* **Testo estratto**:
Con Better Ipsum e l’avvocato Marco Imperiale nasce una nuova figura professionale
Con l’avvocato Marco Imperiale (L’Aquila, 1985) nasce una nuova figura professionale che abbina il diritto alla innovazione
Primo head of innovation per studi legali in Italia, con lunga esperienza nei campi dell’innovazione e della sostenibilità Imperiale ha fondato da poco Better Ipsum, dedicata a legal design, legal innovation e legal wellbeing.
In Better Ipsum, un team di avvocati, designer, e psicologi lavorerà con istituzioni, società e studi legali, commerciali per facilitare le realtà nei percorsi di digital transformation e rendere contratti, documenti e policy più vicini agli utenti finali. www.betteripsum.net
Imperiale, già visiting researcher presso la Harvard Law School. Nel curriculum, il primo libro di legal design italiano (con de Muro), il corso di Legal Design per la Harvard Graduate School of Design, e molteplici conferenze e keynote su tematiche di innovazione, mindfulness, e legal design. Fra queste, il Legal Design Summit, la rassegna più importante al mondo sul tema, dove avrà l’opening keynote il prossimo 14 Settembre.
“L’idea – ci spiega l’avvocato- è quella di intercettare i bisogni di vari tipi di player, tanto studi legali quanto società e istituzioni. Che si tratti di rivisitare contratti, policy e documenti, supportare aziende per la certificazione ISO 24495 sul plain language, o aiutare le varie realtà in percorsi di sostenibilità e digital transformation, i nostri professionisti hanno le competenze per rendere i nostri clienti più competitivi e attenti ai bisogni delle proprie risorse e dei propri utenti. Abbiamo esperienza pluriennale con primarie realtà italiane e internazionali, e non vediamo l’ora di lavorare con società, studi legali/commerciali e istituzioni interessati ad essere più sostenibili e a cavalcare l’onda dell’innovazione esponenziale, tematiche rilevanti anche dal punto di vista PNRR”.

* **Consegna 1**: Ricopi fedelmente tutte le righe del blocco sottostante, tralasciando l'immagine.

* **Dati dell'esercizio**:
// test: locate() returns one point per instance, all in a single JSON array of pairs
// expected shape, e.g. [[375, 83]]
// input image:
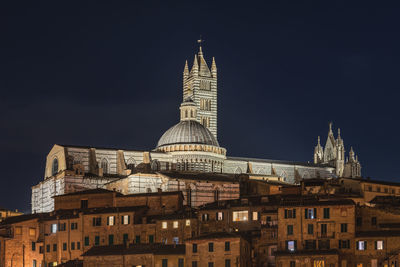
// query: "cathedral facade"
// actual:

* **Consegna 2**: Traduca in inglese questa frase del testo estratto: «Fra queste, il Legal Design Summit, la rassegna più importante al mondo sul tema, dove avrà l’opening keynote il prossimo 14 Settembre.»

* **Risultato completo 1**:
// test: locate() returns one point per instance, all in a single JSON array of pairs
// expected shape, e.g. [[375, 83]]
// input image:
// query: "cathedral facade"
// actual:

* **Risultato completo 2**: Among these is the Legal Design Summit, the most important event in the world on the subject, where he will deliver the opening keynote on September 14.